[Provided records]:

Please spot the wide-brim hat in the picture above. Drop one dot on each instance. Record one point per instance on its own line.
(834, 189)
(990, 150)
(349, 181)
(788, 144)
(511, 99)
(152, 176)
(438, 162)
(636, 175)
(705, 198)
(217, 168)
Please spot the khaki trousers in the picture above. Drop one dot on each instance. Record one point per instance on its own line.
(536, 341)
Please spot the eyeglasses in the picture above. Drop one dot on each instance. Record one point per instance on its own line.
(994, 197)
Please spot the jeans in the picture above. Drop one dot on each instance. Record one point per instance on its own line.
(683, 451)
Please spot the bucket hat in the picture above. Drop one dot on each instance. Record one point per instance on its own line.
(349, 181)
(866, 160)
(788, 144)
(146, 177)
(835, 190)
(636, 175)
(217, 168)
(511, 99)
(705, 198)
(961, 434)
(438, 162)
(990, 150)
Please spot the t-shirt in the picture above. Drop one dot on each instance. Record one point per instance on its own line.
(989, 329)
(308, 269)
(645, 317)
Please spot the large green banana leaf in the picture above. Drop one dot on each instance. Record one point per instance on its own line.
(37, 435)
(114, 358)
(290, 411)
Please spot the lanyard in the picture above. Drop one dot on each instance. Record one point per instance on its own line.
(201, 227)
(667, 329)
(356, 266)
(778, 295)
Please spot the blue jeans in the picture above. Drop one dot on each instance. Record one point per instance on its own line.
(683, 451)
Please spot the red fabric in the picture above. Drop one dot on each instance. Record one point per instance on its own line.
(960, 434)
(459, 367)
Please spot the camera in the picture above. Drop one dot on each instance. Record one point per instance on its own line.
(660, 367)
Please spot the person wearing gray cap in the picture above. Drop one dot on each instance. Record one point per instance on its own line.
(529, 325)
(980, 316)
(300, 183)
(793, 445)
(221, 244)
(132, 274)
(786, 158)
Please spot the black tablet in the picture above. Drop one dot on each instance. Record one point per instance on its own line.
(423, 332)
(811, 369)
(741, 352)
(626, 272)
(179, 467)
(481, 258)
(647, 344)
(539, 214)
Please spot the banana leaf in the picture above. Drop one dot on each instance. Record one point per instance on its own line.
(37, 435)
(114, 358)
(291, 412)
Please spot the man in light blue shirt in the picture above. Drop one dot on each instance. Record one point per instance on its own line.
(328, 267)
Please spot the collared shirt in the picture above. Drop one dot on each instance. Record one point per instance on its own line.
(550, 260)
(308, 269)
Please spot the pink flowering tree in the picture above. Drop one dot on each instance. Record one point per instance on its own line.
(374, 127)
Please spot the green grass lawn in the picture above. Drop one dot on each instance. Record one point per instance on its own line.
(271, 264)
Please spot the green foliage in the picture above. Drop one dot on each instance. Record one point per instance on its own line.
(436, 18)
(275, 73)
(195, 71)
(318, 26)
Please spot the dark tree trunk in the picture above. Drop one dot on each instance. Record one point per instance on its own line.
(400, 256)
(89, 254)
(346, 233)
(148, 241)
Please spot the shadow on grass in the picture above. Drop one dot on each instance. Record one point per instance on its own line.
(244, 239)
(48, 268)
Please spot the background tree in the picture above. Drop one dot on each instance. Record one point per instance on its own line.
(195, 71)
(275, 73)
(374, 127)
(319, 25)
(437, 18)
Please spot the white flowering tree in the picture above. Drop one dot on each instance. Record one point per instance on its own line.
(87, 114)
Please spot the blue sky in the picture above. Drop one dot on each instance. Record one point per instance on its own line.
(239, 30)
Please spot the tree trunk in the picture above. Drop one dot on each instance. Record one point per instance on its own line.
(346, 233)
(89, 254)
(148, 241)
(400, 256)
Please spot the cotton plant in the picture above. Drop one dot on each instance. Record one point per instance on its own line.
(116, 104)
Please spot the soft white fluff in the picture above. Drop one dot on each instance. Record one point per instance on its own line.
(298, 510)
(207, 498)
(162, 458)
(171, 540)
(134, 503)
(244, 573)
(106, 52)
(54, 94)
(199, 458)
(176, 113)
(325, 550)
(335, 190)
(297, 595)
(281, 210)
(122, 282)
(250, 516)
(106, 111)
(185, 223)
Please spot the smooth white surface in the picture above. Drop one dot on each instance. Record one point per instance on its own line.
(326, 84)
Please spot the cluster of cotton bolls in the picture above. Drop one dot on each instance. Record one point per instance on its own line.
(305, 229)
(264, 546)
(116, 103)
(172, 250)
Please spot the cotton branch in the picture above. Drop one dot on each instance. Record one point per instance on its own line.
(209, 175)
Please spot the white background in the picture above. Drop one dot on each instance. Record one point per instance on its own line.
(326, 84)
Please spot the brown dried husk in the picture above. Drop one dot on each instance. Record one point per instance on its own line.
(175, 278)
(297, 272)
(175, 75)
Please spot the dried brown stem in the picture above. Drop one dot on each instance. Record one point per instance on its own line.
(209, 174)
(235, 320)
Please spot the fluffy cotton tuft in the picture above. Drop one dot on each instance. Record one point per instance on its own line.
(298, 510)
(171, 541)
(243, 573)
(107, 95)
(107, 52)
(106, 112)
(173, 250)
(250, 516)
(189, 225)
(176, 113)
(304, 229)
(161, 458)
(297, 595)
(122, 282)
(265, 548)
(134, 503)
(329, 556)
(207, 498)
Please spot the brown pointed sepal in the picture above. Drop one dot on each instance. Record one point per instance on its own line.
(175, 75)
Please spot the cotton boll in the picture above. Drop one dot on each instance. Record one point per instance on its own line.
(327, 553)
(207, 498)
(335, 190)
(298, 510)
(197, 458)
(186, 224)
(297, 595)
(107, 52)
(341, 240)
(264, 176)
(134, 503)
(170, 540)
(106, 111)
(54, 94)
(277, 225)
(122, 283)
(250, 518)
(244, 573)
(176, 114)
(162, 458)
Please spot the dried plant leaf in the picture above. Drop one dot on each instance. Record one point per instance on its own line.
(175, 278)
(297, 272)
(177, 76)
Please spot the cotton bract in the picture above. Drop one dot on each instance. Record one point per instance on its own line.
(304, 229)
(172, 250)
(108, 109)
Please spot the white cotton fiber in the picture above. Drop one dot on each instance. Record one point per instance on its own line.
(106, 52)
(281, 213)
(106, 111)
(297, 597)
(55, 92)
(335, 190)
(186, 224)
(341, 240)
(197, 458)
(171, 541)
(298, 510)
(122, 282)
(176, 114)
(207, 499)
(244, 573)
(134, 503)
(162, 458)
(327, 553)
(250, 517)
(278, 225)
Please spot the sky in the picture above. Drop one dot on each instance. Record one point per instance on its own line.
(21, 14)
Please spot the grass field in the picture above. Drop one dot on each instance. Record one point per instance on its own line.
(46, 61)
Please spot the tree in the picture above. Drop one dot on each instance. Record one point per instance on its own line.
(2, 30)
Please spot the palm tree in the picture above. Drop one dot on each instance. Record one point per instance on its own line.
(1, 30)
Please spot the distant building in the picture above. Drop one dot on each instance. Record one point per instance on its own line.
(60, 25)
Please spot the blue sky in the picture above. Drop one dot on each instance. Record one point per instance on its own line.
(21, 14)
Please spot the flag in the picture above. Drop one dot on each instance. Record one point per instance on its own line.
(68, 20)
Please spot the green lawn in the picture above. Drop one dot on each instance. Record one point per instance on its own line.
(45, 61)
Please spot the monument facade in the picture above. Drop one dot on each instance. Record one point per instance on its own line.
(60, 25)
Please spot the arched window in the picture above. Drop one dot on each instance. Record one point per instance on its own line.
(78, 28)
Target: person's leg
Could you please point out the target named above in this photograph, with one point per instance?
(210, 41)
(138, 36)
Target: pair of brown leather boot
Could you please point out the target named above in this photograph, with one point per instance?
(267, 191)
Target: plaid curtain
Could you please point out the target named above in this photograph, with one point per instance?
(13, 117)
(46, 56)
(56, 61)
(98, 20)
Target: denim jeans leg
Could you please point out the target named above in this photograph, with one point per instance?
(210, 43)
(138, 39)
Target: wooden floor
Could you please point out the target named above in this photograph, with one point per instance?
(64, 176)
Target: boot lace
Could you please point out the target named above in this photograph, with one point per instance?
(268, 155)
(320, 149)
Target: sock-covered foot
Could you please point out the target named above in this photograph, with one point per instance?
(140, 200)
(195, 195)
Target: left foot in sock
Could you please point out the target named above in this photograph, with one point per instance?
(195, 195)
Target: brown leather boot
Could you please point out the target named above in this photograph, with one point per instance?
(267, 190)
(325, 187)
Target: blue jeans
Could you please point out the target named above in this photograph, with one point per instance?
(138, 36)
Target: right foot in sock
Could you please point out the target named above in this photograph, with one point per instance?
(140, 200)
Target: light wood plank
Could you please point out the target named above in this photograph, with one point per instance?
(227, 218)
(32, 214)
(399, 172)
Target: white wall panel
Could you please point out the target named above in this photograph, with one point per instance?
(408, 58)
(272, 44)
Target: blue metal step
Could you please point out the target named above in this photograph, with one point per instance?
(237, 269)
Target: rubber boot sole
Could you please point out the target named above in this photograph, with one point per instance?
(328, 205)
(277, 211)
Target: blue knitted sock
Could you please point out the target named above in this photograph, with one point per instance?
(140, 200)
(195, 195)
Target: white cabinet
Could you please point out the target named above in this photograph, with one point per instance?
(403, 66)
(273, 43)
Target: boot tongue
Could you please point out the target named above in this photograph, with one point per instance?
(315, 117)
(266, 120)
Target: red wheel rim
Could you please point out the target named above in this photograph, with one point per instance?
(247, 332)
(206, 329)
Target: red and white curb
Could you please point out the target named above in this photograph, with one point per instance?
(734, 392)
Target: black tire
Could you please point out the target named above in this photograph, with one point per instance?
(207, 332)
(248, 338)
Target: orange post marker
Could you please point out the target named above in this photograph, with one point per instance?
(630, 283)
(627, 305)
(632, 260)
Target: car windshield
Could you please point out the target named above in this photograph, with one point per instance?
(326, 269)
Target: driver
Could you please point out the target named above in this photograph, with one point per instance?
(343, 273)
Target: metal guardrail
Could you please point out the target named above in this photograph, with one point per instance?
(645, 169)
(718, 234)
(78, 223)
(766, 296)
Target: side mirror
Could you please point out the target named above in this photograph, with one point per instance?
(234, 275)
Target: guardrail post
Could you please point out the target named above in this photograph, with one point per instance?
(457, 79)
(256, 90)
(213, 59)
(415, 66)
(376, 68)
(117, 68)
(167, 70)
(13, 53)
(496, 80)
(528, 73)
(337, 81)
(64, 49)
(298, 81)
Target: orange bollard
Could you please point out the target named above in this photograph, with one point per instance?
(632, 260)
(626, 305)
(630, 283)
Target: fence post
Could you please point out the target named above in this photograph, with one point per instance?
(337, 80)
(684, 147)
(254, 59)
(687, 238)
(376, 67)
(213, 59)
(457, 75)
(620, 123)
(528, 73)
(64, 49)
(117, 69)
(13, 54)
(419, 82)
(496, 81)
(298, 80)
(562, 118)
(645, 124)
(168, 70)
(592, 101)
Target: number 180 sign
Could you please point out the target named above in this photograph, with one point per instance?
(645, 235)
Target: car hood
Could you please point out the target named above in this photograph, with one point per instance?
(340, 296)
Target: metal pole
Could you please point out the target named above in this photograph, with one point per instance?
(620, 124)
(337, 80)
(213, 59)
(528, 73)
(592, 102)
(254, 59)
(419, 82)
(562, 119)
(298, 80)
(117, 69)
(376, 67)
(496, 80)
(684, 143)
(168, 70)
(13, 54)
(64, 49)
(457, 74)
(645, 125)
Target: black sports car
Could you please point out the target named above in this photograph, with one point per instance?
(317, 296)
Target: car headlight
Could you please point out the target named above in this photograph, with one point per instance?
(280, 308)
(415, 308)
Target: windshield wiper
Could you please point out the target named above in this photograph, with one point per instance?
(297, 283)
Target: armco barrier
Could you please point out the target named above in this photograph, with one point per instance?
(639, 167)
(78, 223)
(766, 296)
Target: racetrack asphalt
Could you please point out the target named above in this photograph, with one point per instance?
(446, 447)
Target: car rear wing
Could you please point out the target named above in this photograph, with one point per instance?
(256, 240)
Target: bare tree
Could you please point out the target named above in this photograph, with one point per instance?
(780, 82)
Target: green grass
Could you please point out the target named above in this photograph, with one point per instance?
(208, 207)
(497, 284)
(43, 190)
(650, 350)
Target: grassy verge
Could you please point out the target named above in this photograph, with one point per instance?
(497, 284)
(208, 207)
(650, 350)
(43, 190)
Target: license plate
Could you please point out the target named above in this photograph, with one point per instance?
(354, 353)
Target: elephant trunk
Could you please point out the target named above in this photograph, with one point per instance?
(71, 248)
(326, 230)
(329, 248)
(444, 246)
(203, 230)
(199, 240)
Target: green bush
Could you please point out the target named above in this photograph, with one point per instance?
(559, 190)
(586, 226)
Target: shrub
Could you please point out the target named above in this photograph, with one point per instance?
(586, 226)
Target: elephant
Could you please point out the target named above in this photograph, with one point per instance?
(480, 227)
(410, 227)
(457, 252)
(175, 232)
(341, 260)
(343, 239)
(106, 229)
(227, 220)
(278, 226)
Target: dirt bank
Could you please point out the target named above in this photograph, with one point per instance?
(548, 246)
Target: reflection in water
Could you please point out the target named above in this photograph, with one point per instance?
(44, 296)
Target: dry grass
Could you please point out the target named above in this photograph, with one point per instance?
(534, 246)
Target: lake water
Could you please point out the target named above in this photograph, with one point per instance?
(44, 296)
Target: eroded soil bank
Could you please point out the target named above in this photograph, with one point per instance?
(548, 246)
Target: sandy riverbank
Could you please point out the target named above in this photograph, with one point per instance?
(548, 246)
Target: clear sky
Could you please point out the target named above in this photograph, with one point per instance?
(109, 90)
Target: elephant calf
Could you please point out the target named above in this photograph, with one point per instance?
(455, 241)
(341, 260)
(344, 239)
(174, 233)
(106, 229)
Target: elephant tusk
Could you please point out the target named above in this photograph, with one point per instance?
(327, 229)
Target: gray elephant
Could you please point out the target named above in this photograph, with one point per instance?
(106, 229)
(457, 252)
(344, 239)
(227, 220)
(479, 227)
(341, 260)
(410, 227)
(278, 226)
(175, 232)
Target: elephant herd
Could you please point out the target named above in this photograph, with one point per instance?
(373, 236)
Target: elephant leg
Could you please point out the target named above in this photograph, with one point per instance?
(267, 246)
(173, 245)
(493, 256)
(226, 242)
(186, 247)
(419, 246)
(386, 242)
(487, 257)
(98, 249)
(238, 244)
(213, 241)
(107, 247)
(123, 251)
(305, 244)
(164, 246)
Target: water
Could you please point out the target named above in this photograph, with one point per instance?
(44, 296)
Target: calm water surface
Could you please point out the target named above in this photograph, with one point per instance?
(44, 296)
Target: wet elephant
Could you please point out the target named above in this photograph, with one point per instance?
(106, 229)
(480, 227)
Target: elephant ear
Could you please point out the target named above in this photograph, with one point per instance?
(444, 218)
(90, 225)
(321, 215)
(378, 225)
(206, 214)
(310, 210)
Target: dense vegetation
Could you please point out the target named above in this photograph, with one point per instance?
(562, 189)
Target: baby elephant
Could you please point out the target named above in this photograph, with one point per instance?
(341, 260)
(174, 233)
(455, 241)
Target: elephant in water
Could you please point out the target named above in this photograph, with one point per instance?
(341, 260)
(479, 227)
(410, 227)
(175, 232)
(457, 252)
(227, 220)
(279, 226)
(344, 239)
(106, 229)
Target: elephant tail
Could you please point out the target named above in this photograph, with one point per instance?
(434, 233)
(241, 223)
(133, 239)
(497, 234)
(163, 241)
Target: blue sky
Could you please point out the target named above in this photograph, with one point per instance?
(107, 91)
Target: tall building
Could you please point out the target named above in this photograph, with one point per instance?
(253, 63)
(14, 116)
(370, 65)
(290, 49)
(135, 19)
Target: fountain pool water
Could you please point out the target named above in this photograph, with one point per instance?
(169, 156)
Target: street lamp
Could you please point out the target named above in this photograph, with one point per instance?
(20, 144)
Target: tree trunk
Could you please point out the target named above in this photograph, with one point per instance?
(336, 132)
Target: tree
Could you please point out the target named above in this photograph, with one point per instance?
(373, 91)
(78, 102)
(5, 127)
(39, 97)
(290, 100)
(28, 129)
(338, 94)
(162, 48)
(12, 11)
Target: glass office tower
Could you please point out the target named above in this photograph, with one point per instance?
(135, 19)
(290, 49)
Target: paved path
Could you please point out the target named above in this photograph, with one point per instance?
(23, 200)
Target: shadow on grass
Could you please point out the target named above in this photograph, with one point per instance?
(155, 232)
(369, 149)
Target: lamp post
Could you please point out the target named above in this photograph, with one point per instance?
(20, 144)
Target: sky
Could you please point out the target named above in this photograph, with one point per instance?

[Your objective]: Tell how many lines in the entries contain the string "guardrail", and give nothing beyond the number.

[Output of the task]: 2